-- BEGIN --

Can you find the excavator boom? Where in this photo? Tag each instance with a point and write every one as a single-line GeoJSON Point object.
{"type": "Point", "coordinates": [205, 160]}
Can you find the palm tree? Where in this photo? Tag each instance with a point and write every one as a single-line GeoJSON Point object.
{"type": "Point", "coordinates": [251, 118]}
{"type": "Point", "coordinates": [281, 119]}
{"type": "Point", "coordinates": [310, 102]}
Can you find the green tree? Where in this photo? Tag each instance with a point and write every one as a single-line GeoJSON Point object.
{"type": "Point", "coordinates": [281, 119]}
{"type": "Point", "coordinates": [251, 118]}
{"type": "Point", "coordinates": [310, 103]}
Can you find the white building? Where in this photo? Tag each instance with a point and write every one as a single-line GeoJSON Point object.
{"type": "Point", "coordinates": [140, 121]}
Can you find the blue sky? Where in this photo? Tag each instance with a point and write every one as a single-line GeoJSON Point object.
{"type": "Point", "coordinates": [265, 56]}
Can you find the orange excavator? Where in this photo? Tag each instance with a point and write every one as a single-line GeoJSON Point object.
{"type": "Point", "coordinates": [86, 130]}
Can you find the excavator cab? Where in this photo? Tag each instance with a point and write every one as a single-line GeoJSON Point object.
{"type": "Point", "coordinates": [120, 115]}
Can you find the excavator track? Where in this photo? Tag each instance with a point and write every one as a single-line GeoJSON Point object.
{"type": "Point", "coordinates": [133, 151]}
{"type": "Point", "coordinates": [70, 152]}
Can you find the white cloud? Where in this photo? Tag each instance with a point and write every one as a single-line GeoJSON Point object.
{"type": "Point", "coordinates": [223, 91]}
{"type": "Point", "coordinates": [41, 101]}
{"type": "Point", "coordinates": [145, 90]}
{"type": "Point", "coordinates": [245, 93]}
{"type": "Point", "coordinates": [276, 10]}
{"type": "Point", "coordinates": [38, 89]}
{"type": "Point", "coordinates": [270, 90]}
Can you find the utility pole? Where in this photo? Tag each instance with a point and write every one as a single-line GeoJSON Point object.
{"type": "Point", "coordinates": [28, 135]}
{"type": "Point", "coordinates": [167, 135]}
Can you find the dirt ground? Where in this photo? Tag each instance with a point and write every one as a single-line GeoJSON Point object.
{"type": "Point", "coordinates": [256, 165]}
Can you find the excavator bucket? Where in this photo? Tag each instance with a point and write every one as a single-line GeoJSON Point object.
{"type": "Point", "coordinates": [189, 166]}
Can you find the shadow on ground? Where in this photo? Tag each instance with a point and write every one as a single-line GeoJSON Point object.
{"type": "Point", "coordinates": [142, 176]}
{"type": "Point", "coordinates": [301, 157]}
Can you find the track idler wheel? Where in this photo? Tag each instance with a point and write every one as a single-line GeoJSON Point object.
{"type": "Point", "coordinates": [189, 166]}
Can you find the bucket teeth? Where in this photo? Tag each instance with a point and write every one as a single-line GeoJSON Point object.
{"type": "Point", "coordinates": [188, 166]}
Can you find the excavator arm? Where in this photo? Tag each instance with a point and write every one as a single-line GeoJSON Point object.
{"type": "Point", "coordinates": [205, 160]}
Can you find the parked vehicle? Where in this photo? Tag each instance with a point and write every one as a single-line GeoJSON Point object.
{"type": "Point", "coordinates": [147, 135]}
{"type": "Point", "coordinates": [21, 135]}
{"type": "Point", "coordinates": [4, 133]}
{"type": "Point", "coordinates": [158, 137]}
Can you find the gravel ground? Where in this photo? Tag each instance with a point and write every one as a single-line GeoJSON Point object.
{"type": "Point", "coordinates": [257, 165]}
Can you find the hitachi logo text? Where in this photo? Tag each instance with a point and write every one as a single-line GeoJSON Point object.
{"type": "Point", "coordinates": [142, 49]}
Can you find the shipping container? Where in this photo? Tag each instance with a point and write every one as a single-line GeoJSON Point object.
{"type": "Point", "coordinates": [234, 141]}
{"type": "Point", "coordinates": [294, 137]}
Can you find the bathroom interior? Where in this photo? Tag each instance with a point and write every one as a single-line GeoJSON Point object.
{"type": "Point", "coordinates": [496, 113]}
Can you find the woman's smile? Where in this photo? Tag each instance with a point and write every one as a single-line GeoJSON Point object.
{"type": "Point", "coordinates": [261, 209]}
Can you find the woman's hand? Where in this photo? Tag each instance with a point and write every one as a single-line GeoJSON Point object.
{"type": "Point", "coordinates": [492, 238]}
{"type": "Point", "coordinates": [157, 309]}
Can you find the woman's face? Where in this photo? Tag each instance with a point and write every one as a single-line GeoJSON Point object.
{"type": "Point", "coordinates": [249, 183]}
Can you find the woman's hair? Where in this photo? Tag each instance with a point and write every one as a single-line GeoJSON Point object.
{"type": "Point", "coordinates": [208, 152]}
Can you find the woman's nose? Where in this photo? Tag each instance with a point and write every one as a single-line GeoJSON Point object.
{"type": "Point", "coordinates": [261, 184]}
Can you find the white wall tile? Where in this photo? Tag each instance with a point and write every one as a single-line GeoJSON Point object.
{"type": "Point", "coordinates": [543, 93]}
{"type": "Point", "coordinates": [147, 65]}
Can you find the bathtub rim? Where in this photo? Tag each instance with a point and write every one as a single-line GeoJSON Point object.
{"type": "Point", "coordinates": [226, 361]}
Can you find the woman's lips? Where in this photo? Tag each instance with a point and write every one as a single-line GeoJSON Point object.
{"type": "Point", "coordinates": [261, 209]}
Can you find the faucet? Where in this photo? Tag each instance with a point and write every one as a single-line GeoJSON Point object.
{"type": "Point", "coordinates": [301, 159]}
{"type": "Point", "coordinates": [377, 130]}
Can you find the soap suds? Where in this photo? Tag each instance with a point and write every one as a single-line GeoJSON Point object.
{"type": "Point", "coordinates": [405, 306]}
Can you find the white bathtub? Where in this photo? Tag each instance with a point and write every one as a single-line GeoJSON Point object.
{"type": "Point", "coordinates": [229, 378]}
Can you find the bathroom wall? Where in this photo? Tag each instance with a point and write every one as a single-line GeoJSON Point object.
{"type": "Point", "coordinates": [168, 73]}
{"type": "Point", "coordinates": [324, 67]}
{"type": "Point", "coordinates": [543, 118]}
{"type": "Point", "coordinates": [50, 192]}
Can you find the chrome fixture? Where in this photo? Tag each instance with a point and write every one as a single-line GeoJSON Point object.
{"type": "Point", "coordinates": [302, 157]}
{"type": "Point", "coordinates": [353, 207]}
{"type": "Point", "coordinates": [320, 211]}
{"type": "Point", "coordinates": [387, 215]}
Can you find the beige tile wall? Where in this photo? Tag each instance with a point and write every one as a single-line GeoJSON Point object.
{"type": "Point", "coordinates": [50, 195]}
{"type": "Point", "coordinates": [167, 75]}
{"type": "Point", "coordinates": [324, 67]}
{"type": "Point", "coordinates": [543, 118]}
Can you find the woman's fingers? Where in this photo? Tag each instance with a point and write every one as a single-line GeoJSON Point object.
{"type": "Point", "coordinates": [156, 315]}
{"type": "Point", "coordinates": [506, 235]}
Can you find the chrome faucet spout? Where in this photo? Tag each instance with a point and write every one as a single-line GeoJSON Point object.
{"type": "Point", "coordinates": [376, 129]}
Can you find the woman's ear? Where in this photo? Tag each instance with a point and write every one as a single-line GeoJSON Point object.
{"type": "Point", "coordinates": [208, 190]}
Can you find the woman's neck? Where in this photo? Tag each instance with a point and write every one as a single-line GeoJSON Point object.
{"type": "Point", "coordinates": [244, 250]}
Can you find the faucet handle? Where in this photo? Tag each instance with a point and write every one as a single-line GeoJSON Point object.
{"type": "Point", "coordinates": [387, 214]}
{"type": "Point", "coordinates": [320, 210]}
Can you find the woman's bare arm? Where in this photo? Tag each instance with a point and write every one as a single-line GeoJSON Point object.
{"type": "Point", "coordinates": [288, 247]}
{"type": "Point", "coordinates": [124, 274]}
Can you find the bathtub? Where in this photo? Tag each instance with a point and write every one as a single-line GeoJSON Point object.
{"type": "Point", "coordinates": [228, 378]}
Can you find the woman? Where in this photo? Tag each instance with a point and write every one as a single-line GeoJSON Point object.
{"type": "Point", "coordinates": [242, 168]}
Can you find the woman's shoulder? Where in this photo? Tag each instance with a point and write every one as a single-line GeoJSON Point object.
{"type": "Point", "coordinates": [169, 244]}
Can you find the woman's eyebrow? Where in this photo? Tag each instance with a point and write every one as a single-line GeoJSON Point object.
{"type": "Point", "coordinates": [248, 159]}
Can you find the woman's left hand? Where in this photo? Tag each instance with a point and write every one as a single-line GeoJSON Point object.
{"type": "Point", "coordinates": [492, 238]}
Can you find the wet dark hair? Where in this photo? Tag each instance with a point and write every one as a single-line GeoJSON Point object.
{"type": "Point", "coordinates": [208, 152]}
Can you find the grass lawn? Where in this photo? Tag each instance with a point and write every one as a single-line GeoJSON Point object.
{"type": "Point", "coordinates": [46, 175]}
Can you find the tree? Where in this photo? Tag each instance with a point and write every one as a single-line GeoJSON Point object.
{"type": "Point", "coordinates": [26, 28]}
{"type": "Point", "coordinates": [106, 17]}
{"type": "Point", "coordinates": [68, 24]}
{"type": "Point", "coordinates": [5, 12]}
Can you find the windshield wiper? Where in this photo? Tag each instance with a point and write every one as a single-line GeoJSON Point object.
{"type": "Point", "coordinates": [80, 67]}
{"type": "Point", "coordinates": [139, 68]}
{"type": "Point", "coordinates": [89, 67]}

-- END --
-- BEGIN --

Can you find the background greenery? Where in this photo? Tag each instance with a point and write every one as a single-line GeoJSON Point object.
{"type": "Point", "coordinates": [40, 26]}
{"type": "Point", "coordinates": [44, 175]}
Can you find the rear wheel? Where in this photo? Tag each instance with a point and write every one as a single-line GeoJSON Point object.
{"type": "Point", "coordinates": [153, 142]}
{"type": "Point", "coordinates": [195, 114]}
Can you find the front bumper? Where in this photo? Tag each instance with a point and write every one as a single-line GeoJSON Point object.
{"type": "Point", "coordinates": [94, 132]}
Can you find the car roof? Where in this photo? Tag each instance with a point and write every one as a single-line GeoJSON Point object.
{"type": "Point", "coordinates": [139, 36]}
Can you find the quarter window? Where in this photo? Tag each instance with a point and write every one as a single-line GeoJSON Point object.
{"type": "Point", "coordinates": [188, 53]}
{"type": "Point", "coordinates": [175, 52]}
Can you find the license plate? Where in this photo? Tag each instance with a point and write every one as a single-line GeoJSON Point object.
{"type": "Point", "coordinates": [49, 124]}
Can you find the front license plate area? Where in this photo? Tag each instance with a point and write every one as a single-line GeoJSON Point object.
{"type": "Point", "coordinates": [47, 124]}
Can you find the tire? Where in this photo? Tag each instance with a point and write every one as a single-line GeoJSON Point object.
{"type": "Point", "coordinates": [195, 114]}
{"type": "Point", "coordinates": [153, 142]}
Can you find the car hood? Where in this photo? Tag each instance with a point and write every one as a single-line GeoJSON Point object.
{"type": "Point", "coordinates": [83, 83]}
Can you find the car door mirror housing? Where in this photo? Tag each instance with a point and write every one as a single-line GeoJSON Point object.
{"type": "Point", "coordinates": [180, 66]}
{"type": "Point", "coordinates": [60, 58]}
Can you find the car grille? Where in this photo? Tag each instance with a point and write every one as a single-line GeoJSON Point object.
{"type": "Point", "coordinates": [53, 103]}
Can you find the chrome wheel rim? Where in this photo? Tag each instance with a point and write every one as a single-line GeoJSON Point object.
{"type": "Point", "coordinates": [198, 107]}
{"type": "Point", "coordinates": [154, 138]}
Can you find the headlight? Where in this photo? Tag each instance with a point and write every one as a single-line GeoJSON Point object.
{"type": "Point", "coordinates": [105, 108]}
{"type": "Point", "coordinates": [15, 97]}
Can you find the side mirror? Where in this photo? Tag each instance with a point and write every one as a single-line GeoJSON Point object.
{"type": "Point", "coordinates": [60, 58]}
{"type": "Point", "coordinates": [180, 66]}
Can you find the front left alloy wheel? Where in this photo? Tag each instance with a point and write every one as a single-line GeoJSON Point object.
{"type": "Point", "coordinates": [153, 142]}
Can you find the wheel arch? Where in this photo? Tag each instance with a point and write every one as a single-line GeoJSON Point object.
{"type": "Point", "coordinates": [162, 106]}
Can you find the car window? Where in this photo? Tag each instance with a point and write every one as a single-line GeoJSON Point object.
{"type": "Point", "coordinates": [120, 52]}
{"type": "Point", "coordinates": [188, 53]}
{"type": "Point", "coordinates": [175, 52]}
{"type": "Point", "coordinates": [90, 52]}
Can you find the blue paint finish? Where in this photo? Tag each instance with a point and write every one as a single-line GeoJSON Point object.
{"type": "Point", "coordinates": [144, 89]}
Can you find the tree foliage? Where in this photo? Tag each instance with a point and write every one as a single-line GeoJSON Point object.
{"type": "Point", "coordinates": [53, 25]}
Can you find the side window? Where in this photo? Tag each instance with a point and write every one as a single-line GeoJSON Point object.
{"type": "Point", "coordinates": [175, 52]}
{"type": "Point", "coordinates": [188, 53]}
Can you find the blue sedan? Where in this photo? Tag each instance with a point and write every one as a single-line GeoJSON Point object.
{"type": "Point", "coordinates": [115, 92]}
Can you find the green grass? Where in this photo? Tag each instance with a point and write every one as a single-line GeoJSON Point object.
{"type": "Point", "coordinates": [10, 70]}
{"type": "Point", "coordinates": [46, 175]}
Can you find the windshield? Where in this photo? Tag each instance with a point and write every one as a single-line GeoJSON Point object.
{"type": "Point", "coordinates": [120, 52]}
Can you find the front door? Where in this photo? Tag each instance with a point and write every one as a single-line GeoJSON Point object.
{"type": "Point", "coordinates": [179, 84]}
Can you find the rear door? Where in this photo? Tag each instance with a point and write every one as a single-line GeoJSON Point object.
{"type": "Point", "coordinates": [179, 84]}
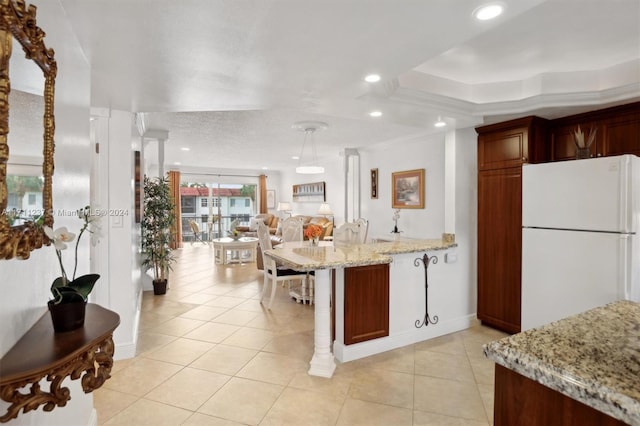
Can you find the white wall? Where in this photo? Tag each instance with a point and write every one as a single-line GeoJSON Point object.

-- END --

## PROBLEM DETAILS
Render the stretch of the listing from the line that contains "Can you find the green grass?" through the line that contains "Can you find the white wall?" as a Markdown table with the columns Row and Listing line, one numbered row per line. Skip blank lines and leave the pictures out.

## WRITTEN ANSWER
| Row | Listing line |
|---|---|
| 1 | Can you find the green grass? Where in this photo? Tag each instance with a point and write every one as a single-line GeoJSON Point object. |
| 2 | {"type": "Point", "coordinates": [10, 70]} |
| 3 | {"type": "Point", "coordinates": [46, 175]} |
| 4 | Can you find the windshield? Where in this photo? Tag each instance with a point and write every one as a single-line GeoJSON Point object. |
| 5 | {"type": "Point", "coordinates": [120, 52]} |
| 6 | Can you find the front door? Where in this photo? Tag each instance with a point and write every one as a single-line GeoJSON Point object. |
| 7 | {"type": "Point", "coordinates": [179, 84]} |
| 8 | Can you find the rear door? Where in this photo? Tag each instance with a point and write every one as a single-line GeoJSON Point object. |
| 9 | {"type": "Point", "coordinates": [179, 84]} |
| 10 | Can you find the white wall? Where in this photo? Tag each instance with a point and write every one as a single-line GeoJSON Point object. |